* START DOCUMENT EXTRACT *

Glacial to Holocene changes in sea surface temperature and seawater δ18O in the northern Indian Ocean

Tabish Raza, Syed Masood Ahmad*, Stephan Steinke, Waseem Raza, Mahjoor Ahmad Lone, Santosh Kumar Beja, Gorti Suseela

*Corresponding author for this work

Research output: Contribution to journalArticlepeer-review

19 Citations (Scopus)

Abstract

Sea surface temperature (SST) and seawater δ18Osw records were generated from sediment cores located in the southern Bay of Bengal (SBOB) and the northeastern Arabian Sea (NEAS) to understand glacial to Holocene changes in the hydrography of these regions. This was accomplished through the use of paired δ18O and Mg/Ca measurements in planktic foraminifera (Globigerinoides ruber) from two sediment cores; SK157-14 in the SBOB (lat. 5°11′N; long. 90°05′E; water-depth 3306 m) and SK148-21 in the NEAS (lat. 21°29′N, long. 67°01′E; water-depth 1900 m). The results suggest significant changes in SST and δ18Osw since last glacial period. The glacial SSTs in the SBOB and the NEAS were lower by ~ 2–2.5 °C relative to the Holocene. The deglacial period in both cores is characterized by significant variations in SSTs and seawater δ18Osw. The Dansgaard-Oeschger (DO) cycles and Heinrich events are strongly expressed in SST and δ18Osw records of the SBOB core. These records support a strong control of atmospheric-oceanic changes in the northern high latitude on thermal state of the SBOB. The SST time series in both these regions indicates a sudden and abrupt increase in temperature at the end of last glacial maximum. The SST time series in the NEAS core SK 148-21 reveals an intensification of the northeast monsoon during the last glacial maximum.

* END DOCUMENT EXTRACT *
* START DATA SHOWN *

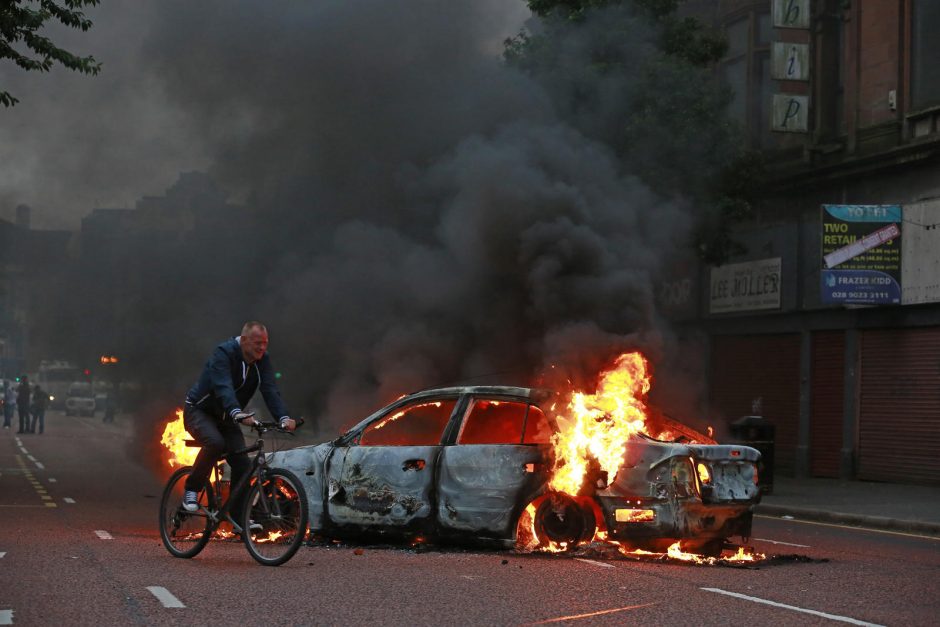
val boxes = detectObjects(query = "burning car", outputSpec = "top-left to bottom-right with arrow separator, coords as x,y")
270,354 -> 760,555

* END DATA SHOWN *

GOAL: Could you update the sea surface temperature article, starting with "Glacial to Holocene changes in sea" and going on through "19 Citations (Scopus)", so that each "Holocene" reads "postglacial"? Rely only on the sea surface temperature article, not on the data.

ANSWER:
Glacial to postglacial changes in sea surface temperature and seawater δ18O in the northern Indian Ocean

Tabish Raza, Syed Masood Ahmad*, Stephan Steinke, Waseem Raza, Mahjoor Ahmad Lone, Santosh Kumar Beja, Gorti Suseela

*Corresponding author for this work

Research output: Contribution to journalArticlepeer-review

19 Citations (Scopus)